EXTRAIT DU TEXTE:
_____

Rizières. Un des paysages les plus humanisés qui soient, repris comme exemple à plusieurs reprises par Augustin Berque.

Résumé modifier

Première partie. L’y d’il y a modifier

 
Manuscrit de la traduction latine du Timée de Platon.
Chapitre 1. Lieu.

Il y a une différence entre « lieu cartographiable (topos) » et « lieu existentiel (chôra[1]) ». La chôra qui apparaît dans le Timée de Platon est un lieu, décrit comme une réalité ni sensible ni intelligible : « Il y a et être, et lieu, et devenir, tous trois différents » (52d2). Il faut éviter de faire de cette définition du lieu-chôra un concept abstrait, comme Derrida qui en fait une pure textualité, mais comme une réalité ancrée (l’Attique pour Platon), une Gegend à la Heidegger et « un lieu géniteur ; c’est-à-dire une ouverture à partir de laquelle se déploie quelque chose[2] ».

_____

DONNÉES FOURNIES:

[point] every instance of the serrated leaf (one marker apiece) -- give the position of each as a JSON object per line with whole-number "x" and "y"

_____

TÂCHE DEMANDÉE 1:
Recopiez le passage de l'extrait sur le lieu, en commençant à « Rizières. Un des » et en finissant à « Timée de Platon. ».
TÂCHE DEMANDÉE 2:
D'après l'extrait sur le lieu, quelle réalité ancrée correspond au lieu-chôra chez Platon ?
Vous n'avez pas besoin de la liste pour ce travail.

RÉSULTAT FINAL 1:
Rizières. Un des paysages les plus humanisés qui soient, repris comme exemple à plusieurs reprises par Augustin Berque.

Résumé modifier

Première partie. L’y d’il y a modifier

 
Manuscrit de la traduction latine du Timée de Platon.

RÉSULTAT FINAL 2:
L'Attique.